• **Document section**:
====================
Understanding meningitis is key to prevention, treatment

April 03, 2009

Meningitis, also called spinal meningitis, is an infection of the spinal cord fluid and fluid surrounding the brain. This infection may be caused by a virus or bacteria and is typically diagnosed by doing cultures of the spinal fluid.
Although viral and bacterial meningitis may have similar symptoms initially, most patients with viral meningitis have less severe symptoms and recover on their own. Unlike viral meningitis, patients with bacterial meningitis can have severe symptoms, possibly with lifelong consequences. Because early symptoms may be similar, it is important to be checked by a health care provider as soon as possible.
Meningococcal meningitis is a form of bacterial meningitis that is treated with antibiotics. This is a serious infection that may develop rapidly.

Early symptoms may include fever, severe headache, stiff neck, nausea, vomiting, sensitivity to bright lights, confusion and lethargy.
Meningococcal meningitis bacteria are spread by activities such as kissing; sharing eating utensils, cigarettes, drink containers and toothbrushes; and by prolonged, close contact with an infected person.
====================
• **What you need to do**:
A. According to the meningitis article, how is meningococcal meningitis treated?
B. Carry on the meningitis article from its final sentence onward.

• **Stored data**:
====================
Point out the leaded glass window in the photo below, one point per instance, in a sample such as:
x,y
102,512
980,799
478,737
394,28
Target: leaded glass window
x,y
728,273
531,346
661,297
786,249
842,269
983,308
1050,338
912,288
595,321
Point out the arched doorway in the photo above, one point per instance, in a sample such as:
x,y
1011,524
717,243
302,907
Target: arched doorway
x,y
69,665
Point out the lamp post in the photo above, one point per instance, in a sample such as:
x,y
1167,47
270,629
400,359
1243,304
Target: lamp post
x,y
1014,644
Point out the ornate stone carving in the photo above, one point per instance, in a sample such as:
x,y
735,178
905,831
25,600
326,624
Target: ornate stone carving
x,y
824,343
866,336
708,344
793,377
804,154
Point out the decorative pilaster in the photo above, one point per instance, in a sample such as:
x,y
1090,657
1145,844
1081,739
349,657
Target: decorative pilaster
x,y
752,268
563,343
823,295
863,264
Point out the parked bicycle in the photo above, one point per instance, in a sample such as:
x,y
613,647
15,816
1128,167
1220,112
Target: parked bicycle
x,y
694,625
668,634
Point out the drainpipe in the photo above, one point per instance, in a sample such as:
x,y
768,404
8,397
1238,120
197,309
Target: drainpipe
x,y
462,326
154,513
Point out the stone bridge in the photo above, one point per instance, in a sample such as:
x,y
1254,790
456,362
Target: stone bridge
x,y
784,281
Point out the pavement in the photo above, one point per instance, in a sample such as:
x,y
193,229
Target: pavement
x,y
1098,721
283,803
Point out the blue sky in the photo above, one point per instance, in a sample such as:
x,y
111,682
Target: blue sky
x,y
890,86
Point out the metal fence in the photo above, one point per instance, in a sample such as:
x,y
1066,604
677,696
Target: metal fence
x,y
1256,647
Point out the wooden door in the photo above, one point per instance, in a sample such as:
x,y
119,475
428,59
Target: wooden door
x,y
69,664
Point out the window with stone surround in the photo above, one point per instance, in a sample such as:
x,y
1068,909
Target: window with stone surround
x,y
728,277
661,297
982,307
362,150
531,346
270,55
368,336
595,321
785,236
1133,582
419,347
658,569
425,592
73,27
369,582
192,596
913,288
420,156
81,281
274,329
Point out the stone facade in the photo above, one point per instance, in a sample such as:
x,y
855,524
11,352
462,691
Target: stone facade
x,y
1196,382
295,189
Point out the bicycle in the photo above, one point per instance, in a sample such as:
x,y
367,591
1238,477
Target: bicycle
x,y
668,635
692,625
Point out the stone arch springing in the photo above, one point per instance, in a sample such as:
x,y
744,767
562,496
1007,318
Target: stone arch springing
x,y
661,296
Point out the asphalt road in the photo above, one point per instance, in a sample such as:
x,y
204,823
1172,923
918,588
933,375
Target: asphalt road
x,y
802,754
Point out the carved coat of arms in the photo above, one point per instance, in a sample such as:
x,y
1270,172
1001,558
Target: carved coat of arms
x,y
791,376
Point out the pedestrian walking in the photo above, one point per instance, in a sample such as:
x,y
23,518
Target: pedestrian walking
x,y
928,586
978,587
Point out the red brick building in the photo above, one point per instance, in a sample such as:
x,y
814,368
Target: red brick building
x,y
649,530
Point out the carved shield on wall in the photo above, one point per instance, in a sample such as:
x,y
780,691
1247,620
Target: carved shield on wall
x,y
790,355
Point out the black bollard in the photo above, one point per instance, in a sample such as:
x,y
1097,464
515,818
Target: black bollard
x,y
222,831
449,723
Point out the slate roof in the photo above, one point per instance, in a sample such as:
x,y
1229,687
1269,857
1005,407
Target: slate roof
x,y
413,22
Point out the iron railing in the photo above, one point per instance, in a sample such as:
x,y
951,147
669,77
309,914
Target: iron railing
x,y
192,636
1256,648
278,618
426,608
====================
• **Answers by item**:
A. With antibiotics.

B.
Anyone who has direct contact with a diagnosed person’s oral secretions or lives in the same household is considered to have an increased risk of acquiring the infection. These individuals should receive prophylactic antibiotics from a health care provider to decrease their risk of developing the infection.
College students are strongly encouraged to get the meningococcal vaccine prior to starting at Penn State; those who live in University-owned housing are required by Pennsylvania law to either be immunized against meningococcal disease or complete a waiver of exemption.

The vaccine is effective in preventing four types of meningococcal disease, including two of the three most common types in the United States. Unfortunately, the vaccine cannot prevent all types of the disease and may not be effective in 100 percent of people who receive it, which is the reason for prophylactic treatment of all close contacts of infected individuals.